If the ratepayer then applies to the authority for a further refund going further back to before the time when he first thought of it, the rating authority obtain a certificate from the valuation officer to the effect that in his opinion the house ought to have been assessed at £130 for the earlier period. They can then, at their discretion, make a refund going back not to 1963 but to 1964, because Section 9 of the 1967 Act restricts refunds to payments made not more than six years previous to the application. In other words, if it is more than six years before the application it is statute barred. In those circumstances, the amendment to the valuation list is not made effective from the earlier date. So what the noble Lord is asking us to do with this Amendment is so to alter the case that I have been describing that the man has a right to the refund, not merely back to the moment when he first thought he wanted one but beyond that, back to the moment when his house was first uprated, or to six years before the time when the settlement was finally made, whichever is the later.

I have two things to say about this proposal. First of all, we have no evidence at all that the present system, whereby he must get his refund back to the moment of his proposal and may get it before, is giving rise to any hardship. Local authorities can pay right back to six years before, and from the evidence we have they are doing so in all cases where the ratepayer thinks that they ought to do so. This is a matter of common sense. If we were to amend the law so as to make it mandatory right back to the year "dot", then we should have to define the classes of people who could obtain it in much more detail than is done at present, when it is only discretionary and is left to the common sense of the rating authority to soft the matter out.

There is another aspect to it. Those things cut both ways, and rateable value assessments can on the proposal of the rating authority be valued upwards, as well as downwards on the proposal of the owner of the house. If one is going to extend the mandatory duty of the rating authority to pay back overpayments further into the past, one would have to consider whether one should not also extend the mandatory duty of the ratepayer to pay back to the local authority underpayments over the same period. At present both these matters are left to discretion.

I turn now to the second purpose of the noble Lord's Amendment, which is this matter of rewriting the value in the list back to an earlier period than at present obtains, when it has been lowered on a proposal for a reduction. I accept the noble Lord's account of the present state of the law and of its effect on the Rent Act and the Leasehold Enfranchisement Act. I will not burden the Committee by going into that again. Lord Brooke referred to the recent case which has come before this House in its judicial capacity, in which it was held that the procedure under Section 9 of the 1967 Act had no effect on the value in the valuation list for the purpose of determining whether a tenant had the benefit of a protected tenancy under the Rent Act 1965. That was the point the noble Lord had in mind. In his judgment at that time the noble and learned Lord, Lord Pearson, said: If such a refund could affect the status of a dwelling-house for the purposes of the Rent Acts, a dwelling-house which had been unprotected for several years might suddenly become protected and great complications might ensue. Such consequences cannot reasonably be supposed to have been intended by Parliament. The noble Lord, Lord Brooke, says that that is a confirmation of the present law as we all thought it was, but it is not a statement having anything to do with the desirability of changing it. I take it that that is Lord Brooke's position. This judgment is extremely recent, and I do not think it would be right for me to give any considered reaction to it yet, or to the matter as a whole. But it occurs to me to say that I am not sure that Parliament ought to do anything which this House, in its judicial capacity, has found that it cannot reasonably be supposed to have intended at any time in the past. We have this judgment handed down that to have done otherwise would have created such confusion that Parliament could not reasonably have been supposed to want it. That, of course, is true; and if we now change it we shall create precisely that confusion. This is, as I say, a new judgment, and I would ask the noble Lord to let it ride a little longer while we have a look at it. I do not think, at first blush, that there is now a case for changing the law in this respect which was lacking earlier.
────────────────
Request 1 = In the speech on rating refunds, which section of the 1967 Act limits refunds to payments made no more than six years before the application?

Material for this exercise =
────────────────
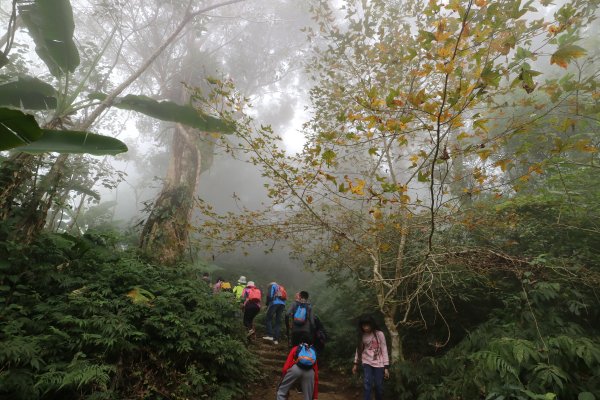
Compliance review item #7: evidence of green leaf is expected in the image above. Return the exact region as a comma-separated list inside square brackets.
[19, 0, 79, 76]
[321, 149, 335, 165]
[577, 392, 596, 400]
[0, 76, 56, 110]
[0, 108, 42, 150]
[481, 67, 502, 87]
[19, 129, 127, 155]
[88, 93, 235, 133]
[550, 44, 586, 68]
────────────────
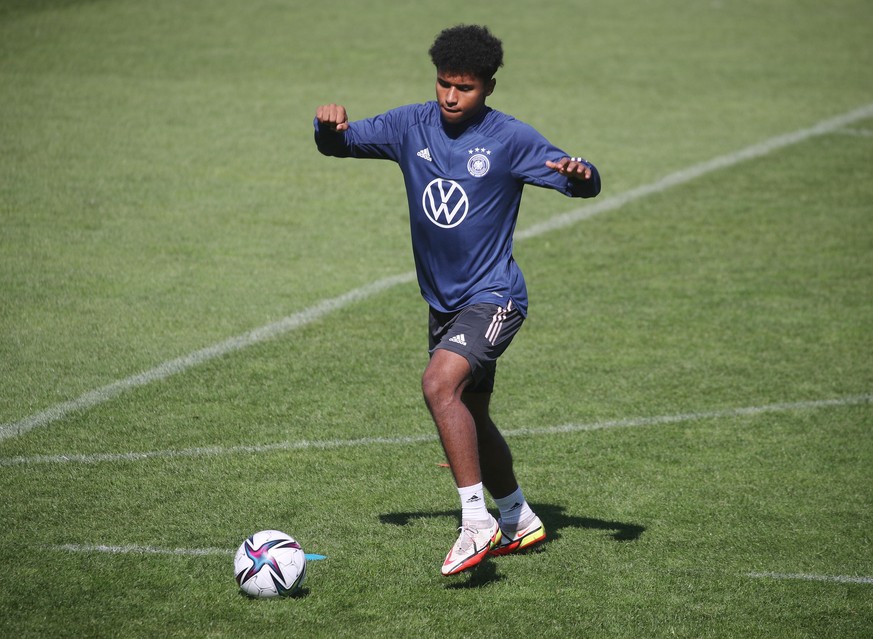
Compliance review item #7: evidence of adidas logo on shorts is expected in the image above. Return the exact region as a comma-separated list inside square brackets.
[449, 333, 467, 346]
────────────────
Request 2 = Repeat the records from the line containing "Compliance review item #7: evidence of green" through the line containing "[550, 44, 586, 68]", inclusive.

Response 1 = Section 9

Response 2 =
Compliance review item #7: evidence of green leaf is expected in the image above. Return the exact region as a comma-separated list inside square brackets.
[19, 0, 79, 76]
[321, 149, 335, 165]
[577, 392, 596, 400]
[0, 76, 56, 110]
[0, 108, 42, 150]
[481, 67, 502, 87]
[19, 129, 127, 155]
[88, 93, 235, 133]
[550, 44, 586, 68]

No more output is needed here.